* _Texte fourni_
• • •
Message par savoy1 » lun. sept. 11, 2023 9:12 pm

Attention, missile en approche ! Jawan, nouveau blockbuster indien, ne se contente pas de mettre en scène un homme venu réparer les torts de la société, comme cela est laconiquement présenté, dans l'Officiel des Spectacles par exemple. On resterait alors dans le cadre balisé de ces films de justicier tapant à droite à gauche sur quelque fonctionnaire corrompu. Non Jawan voit grand, très grand, et s'attaque via les actions de son personnage principal, bien accompagné pour le coup, à pas moins de quatre fléaux endémiques du sous-continent. C'est bien simple, Jawan (traduction : soldat) nous semble inventer le "social-terrorisme".
Alors oui, les différentes actions entreprises par notre "social-warrior" sont carrément agressives, même si présentées sous le jour du thriller high-tech. C'est-à-dire avec tout le suspense et les retournements de situation requis. Mais en contrepoint, pour bien enfoncer le clou et justifier ces actes, nous sont présentées en flash-backs d'impressionnantes scènes de détresse humaine et de dysfonctionnements du système social indien, qui pourraient faire l'objet d'un documentaire dépressif. Ça fait très très mal. Et l'imbrication de certaines de ces séquences pourraient tendre au malaise.
Mais bon voilà, on est bien dans le cadre d'un cinéma populaire revendicatif, décidé pour ce faire à interpeller le public auquel il est destiné, derrière les apparats du véhicule pour stars.
• • •
* _Extraits des lignes_
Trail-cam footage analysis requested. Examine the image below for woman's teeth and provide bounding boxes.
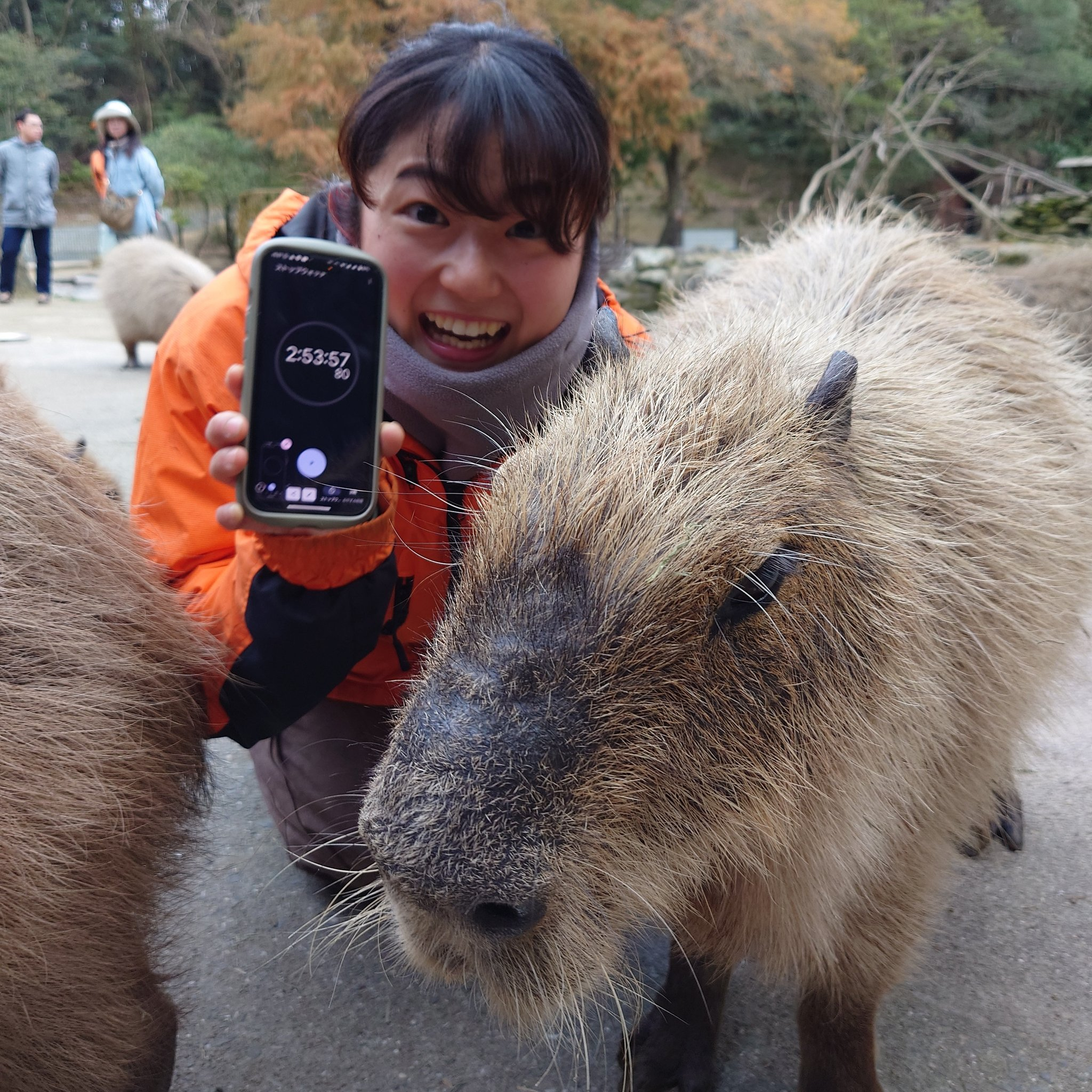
[424,311,508,348]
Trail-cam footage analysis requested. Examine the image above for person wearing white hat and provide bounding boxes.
[91,98,164,251]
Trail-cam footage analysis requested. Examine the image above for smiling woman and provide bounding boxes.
[133,24,644,895]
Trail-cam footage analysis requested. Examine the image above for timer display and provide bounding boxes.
[276,322,360,406]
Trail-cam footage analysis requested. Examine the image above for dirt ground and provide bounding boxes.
[0,298,1092,1092]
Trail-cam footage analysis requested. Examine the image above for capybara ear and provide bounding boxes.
[807,349,857,440]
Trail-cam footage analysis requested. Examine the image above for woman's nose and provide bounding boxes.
[440,234,501,300]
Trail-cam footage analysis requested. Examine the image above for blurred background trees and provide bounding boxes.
[6,0,1092,246]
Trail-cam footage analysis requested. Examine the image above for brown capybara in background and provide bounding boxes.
[98,235,216,368]
[991,246,1092,356]
[360,219,1092,1092]
[0,371,210,1092]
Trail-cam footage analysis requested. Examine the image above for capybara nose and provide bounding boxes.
[466,899,546,939]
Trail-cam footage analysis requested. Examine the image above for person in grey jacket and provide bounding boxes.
[0,110,60,303]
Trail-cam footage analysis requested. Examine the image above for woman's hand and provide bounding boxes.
[205,364,406,535]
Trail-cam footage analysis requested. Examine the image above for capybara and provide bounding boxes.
[992,245,1092,357]
[0,371,213,1092]
[98,235,216,368]
[360,218,1092,1092]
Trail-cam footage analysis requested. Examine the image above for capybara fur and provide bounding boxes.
[360,218,1092,1092]
[98,235,215,368]
[992,246,1092,357]
[0,371,212,1092]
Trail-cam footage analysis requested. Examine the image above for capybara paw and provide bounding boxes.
[618,1008,716,1092]
[989,788,1023,853]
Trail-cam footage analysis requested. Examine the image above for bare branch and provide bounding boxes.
[793,136,871,224]
[891,110,1035,238]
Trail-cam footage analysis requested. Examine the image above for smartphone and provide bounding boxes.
[236,239,387,528]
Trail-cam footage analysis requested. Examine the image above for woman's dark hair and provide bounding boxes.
[98,125,144,159]
[338,23,611,253]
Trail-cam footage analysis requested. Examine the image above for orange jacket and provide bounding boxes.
[132,190,645,746]
[91,147,110,198]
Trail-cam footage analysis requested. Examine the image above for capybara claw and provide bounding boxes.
[959,826,989,857]
[618,1008,716,1092]
[989,788,1023,853]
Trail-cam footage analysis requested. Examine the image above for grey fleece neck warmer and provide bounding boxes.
[383,236,599,481]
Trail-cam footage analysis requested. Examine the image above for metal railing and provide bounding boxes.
[23,224,99,264]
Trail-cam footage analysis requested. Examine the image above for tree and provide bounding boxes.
[616,0,862,245]
[0,0,235,154]
[230,0,700,213]
[799,0,1092,221]
[147,116,285,256]
[0,30,83,134]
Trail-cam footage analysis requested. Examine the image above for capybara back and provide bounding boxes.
[362,211,1092,1090]
[0,373,210,1092]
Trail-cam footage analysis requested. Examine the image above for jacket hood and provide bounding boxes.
[235,190,307,285]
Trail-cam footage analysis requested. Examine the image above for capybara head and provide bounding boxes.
[360,217,1087,1030]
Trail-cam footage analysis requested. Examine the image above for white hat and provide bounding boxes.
[91,98,140,139]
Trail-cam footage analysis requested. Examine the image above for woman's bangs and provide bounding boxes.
[427,72,609,253]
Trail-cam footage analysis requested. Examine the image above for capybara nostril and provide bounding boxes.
[466,899,546,938]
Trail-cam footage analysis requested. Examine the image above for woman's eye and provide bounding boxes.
[406,201,448,226]
[508,220,543,239]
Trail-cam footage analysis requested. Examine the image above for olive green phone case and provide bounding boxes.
[235,238,387,531]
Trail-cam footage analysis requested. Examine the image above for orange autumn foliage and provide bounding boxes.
[670,0,863,104]
[229,0,700,173]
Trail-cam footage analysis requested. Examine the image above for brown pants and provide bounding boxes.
[250,698,392,878]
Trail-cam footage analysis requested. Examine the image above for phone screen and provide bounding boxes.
[246,246,387,517]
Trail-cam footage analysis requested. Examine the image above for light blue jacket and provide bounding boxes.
[0,136,60,227]
[103,144,164,237]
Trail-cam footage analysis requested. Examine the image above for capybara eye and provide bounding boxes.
[710,549,801,636]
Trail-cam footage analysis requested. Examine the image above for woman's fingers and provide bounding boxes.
[379,420,406,459]
[205,410,248,451]
[224,364,243,399]
[216,500,246,531]
[208,448,247,485]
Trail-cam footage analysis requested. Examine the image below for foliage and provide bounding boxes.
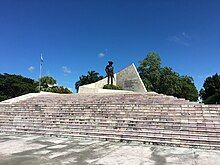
• • •
* _Vos consignes_
1. Relevez, une par une, toutes les phrases du paragraphe de la critique de Jawan qui commence par « Alors oui ».
2. Prolongez la critique de Jawan en reprenant juste après sa dernière phrase.

* _Réponses rédigées_
1.
1. Alors oui, les différentes actions entreprises par notre "social-warrior" sont carrément agressives, même si présentées sous le jour du thriller high-tech.
2. C'est-à-dire avec tout le suspense et les retournements de situation requis.
3. Mais en contrepoint, pour bien enfoncer le clou et justifier ces actes, nous sont présentées en flash-backs d'impressionnantes scènes de détresse humaine et de dysfonctionnements du système social indien, qui pourraient faire l'objet d'un documentaire dépressif.
4. Ça fait très très mal.
5. Et l'imbrication de certaines de ces séquences pourraient tendre au malaise.

2.
Alors, justement, rebondissons sur cette remarque de notre collègue :
Dragonball a écrit :
sam. sept. 09, 2023 11:53 pm
[...]
Je ne sais d'ailleurs même pas de quelle région est originaire le film ! (Chose qui a mine de rien son importance !)
Voilà, pour le coup, un sacré cas d'école. Nous avons affaire à une production du studio Red Chillies, boîte fondée par Shah Rukh Khan, star mondiale du bollywood romantique, présentée par Yash-Raj, studio symbole du grand Bollywood romantique des dernières décennies. A priori initié pour relancer la carrière du desi-lover, le projet s'avère en fait l'exact inverse de l'actionner hindi attendu. Pourquoi ?
Parce qu'aux manettes, on fait appel à Atlee Kumar, réalisateur tamoul versatile, responsable de quelques-uns des derniers succès de la star du Sud Vijay, Soit Theri (du vigilante), le fameux Mersal et son magicien vengeur aperçu en ces pages, ou Bigil (du sport larmoyant). Vijay qui, soit dit en passant, est habitué à glisser au cœur de ses films d'action de forts discours revendicatifs (on lui prêtait à un moment des intentions politiques). Pour accompagner au générique notre justicier SRK, on lui oppose une autre star du Sud : Vijay Sethupathi, acteur au charisme indomptable et au phrasé savoureux, dans un rôle d'ordure comme il est les affectionne. Entre ces deux monstres, Nayanthara, icône féminine en devenir, toujours originaire du Sud sauf erreur, ici en flic qui ne s'en laisse pas compter. Et même si Deepika Padukone vient apporter la touche glamour et bollywood attendue, on se retrouve bien devant une œuvre au ton résolument tamoul. Impression renforcée par la présence de l'idole Anirudh à la BO survoltée, digne successeur du grand A.R. Rahman.

Suspense tendu, violence, action à tous les étages, et improbables retournements de situation sont alors au programme. Toujours justifiés après coup, rassurez-vous, même si c'est aussi "hénaurme". Le tout assorti de fortes revendications sociales dont on se demande comment elles ont pu passer et arriver sur l'écran (que font les autorités ??).
Vous y verrez un super cast féminin (j'en dis pas plus), un hommage au Roi Lion, un train, des camions, un side-car et pleins d'explosions. Vous chanterez et danserez un peu, rirez et pleurerez aussi. Vous y croiserez des (vrais) gens du peuple.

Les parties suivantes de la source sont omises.